- [TASK TO CARRY OUT]
Search term "cave": copy each line of the records that contains it.

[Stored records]
.....

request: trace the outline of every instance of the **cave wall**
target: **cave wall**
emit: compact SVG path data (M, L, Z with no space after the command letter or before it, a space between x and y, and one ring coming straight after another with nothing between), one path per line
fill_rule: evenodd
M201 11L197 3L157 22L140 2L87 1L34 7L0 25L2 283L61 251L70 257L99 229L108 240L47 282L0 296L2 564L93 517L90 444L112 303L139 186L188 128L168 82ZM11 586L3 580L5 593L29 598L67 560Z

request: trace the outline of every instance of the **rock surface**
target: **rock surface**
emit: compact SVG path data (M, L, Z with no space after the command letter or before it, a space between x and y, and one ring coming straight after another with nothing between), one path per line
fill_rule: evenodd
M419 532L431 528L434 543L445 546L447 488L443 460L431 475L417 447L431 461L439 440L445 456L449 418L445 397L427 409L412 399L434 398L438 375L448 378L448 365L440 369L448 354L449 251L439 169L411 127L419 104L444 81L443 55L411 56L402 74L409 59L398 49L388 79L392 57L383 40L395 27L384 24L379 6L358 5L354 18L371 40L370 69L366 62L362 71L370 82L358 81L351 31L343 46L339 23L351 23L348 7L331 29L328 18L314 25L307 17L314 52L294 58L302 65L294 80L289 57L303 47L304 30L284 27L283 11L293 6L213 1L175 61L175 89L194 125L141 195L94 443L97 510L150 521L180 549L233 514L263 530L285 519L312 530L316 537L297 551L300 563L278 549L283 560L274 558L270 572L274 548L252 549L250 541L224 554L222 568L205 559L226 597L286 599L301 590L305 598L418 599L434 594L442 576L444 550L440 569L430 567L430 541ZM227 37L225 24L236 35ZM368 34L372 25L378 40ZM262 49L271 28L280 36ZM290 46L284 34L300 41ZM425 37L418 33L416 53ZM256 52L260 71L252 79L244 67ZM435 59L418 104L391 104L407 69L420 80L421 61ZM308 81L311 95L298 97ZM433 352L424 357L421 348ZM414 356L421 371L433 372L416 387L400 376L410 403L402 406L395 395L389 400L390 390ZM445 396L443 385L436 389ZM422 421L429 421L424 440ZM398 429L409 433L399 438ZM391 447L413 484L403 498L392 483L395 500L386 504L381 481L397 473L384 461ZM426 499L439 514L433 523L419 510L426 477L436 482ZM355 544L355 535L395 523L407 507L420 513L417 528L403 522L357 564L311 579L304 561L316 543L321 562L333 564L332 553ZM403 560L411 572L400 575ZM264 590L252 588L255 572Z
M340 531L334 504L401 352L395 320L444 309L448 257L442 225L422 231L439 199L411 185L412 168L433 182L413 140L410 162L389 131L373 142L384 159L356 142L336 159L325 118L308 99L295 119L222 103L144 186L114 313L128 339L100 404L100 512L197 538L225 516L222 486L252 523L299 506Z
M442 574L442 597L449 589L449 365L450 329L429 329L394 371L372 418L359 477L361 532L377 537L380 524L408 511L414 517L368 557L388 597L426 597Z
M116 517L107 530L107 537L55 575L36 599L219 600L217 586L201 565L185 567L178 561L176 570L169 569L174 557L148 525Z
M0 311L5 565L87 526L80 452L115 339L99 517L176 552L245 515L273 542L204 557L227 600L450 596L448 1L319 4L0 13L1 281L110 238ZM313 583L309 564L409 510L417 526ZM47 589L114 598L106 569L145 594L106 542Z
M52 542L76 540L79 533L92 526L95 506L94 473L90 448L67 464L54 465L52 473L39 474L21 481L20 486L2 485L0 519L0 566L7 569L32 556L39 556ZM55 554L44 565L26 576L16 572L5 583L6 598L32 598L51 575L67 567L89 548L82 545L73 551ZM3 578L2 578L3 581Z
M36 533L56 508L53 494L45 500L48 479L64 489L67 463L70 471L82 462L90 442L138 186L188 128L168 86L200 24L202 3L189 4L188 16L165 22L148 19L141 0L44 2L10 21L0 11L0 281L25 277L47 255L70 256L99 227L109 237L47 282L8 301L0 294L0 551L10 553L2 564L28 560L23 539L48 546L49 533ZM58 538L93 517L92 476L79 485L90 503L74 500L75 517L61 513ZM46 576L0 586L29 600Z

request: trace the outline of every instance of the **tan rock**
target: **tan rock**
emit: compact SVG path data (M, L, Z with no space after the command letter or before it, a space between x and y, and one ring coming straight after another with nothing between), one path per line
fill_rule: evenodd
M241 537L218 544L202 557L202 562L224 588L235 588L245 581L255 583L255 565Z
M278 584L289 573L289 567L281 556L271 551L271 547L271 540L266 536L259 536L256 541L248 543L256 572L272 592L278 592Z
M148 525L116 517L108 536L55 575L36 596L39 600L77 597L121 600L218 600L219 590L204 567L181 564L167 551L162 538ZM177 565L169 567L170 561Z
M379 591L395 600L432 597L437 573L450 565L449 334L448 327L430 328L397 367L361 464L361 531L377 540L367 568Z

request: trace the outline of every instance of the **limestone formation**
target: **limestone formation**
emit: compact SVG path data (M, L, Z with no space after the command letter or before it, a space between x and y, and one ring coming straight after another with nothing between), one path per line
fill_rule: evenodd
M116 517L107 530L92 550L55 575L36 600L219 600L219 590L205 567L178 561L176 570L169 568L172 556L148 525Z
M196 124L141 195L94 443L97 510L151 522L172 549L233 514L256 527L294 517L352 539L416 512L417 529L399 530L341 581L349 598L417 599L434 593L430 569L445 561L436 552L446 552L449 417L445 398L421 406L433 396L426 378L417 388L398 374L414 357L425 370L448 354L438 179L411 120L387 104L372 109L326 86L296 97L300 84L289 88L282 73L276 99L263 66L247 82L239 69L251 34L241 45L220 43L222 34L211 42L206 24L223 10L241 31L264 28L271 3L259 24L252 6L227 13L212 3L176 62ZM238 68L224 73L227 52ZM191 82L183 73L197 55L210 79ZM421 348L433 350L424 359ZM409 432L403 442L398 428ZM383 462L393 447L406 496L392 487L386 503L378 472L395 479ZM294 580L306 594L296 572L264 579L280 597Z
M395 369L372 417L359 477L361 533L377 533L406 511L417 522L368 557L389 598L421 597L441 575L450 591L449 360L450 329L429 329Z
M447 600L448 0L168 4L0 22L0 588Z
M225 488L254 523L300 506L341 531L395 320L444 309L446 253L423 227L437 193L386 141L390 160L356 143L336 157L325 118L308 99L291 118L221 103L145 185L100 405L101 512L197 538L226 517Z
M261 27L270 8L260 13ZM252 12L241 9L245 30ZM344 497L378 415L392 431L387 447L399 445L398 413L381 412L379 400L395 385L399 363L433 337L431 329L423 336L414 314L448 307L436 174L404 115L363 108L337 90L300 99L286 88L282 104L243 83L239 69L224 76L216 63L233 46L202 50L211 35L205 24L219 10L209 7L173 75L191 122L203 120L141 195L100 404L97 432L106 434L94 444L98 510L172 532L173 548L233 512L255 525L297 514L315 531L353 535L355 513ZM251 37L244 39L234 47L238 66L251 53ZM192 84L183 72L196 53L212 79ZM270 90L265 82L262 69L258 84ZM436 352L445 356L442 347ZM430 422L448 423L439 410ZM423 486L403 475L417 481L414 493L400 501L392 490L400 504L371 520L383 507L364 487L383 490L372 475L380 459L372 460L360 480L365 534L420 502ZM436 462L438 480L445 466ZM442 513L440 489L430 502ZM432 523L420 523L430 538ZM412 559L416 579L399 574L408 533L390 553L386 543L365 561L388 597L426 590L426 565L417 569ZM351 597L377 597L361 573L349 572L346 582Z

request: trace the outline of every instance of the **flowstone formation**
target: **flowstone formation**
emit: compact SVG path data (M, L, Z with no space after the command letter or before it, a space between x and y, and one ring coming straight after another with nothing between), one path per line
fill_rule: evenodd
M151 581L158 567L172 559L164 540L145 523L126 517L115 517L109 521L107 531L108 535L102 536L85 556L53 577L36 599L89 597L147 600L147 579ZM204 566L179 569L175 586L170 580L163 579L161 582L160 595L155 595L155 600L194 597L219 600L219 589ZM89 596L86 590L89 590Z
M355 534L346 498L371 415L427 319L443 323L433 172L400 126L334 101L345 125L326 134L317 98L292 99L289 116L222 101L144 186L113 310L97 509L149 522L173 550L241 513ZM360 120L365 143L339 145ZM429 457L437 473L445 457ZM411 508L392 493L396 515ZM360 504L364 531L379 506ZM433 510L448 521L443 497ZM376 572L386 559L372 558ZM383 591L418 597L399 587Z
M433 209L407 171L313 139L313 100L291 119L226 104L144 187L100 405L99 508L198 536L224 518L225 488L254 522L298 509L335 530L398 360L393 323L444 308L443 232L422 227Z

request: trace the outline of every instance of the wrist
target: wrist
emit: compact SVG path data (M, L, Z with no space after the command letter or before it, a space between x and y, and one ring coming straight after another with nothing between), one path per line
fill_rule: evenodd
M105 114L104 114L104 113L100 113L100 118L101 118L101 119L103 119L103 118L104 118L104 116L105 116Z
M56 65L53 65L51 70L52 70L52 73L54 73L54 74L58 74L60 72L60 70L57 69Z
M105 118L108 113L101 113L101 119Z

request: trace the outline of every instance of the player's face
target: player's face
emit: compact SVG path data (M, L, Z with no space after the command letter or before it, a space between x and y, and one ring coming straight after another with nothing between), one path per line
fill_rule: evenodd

.....

- [RESPONSE BOX]
request: trace the outline of every instance of the **cave wall**
target: **cave wall**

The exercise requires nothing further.